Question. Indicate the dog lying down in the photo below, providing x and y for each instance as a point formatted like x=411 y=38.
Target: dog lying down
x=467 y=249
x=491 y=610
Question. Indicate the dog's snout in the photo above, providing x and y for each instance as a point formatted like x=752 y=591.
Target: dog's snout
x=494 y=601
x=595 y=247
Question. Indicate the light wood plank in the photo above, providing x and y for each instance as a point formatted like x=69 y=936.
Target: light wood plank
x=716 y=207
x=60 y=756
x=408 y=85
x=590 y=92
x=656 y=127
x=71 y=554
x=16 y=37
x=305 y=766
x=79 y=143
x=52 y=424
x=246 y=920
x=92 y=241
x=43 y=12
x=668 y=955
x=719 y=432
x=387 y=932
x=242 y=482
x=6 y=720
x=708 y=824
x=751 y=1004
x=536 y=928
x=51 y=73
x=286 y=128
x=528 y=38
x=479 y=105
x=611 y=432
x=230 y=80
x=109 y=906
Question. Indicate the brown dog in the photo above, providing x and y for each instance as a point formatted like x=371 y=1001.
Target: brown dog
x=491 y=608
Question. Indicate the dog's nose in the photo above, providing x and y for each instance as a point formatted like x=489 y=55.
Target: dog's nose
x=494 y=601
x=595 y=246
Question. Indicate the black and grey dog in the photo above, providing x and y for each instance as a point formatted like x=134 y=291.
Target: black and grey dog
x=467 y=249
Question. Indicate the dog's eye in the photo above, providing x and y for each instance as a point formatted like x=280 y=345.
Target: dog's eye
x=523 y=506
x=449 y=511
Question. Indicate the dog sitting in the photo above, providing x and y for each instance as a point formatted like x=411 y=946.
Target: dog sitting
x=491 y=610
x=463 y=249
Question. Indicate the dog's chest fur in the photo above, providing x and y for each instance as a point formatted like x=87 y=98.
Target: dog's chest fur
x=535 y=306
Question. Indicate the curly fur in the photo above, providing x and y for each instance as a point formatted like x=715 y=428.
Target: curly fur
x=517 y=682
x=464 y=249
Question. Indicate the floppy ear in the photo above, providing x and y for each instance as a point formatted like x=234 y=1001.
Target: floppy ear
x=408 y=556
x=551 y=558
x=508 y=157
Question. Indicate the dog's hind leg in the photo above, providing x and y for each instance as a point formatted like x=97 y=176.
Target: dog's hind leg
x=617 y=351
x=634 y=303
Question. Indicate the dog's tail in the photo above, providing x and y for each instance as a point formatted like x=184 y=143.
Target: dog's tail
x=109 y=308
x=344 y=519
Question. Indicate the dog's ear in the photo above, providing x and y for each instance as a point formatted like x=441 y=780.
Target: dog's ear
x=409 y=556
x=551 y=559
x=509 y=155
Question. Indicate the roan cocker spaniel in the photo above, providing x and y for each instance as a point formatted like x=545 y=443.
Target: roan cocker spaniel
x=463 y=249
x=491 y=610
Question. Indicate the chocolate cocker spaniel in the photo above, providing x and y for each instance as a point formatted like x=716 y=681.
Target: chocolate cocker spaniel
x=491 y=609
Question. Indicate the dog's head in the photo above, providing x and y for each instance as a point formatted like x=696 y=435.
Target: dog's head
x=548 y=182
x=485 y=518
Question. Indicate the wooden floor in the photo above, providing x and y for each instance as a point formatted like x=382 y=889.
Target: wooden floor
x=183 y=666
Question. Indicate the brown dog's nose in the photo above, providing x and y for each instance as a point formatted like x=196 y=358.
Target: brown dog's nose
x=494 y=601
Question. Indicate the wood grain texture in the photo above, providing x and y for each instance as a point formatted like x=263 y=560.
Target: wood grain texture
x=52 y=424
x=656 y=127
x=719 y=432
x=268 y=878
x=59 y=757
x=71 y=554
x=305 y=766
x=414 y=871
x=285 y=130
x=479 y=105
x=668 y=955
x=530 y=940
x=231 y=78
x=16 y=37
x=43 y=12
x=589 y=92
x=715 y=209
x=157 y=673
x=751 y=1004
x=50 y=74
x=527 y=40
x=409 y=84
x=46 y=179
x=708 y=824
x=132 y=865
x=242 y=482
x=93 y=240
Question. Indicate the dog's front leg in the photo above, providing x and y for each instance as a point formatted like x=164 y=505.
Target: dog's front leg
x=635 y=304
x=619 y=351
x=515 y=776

---

Where the data above reaches the line holding "Question. Indicate the dog's head", begin printing, and stop after the line holding "Question. Indicate the wood grain". Each line must be reproduced exactly, with nothing else added.

RESPONSE TO THE TASK →
Question. Indicate the dog's head in the photo above, providing x and y for each instance as a point formatted like x=696 y=435.
Target: dog's head
x=548 y=182
x=485 y=518
Question. Indicate the wooden floor in the photo above, providing x and y for each instance as a point formatted like x=382 y=889.
Target: wooden floor
x=183 y=666
Question. Indicate the brown dog's nose in the photo above, providing x and y for each instance as a point formatted like x=196 y=358.
Target: brown dog's nose
x=494 y=601
Question. Indicate the wood grain texture in the photo above, providing x and y for each instance as a point formatted like x=263 y=560.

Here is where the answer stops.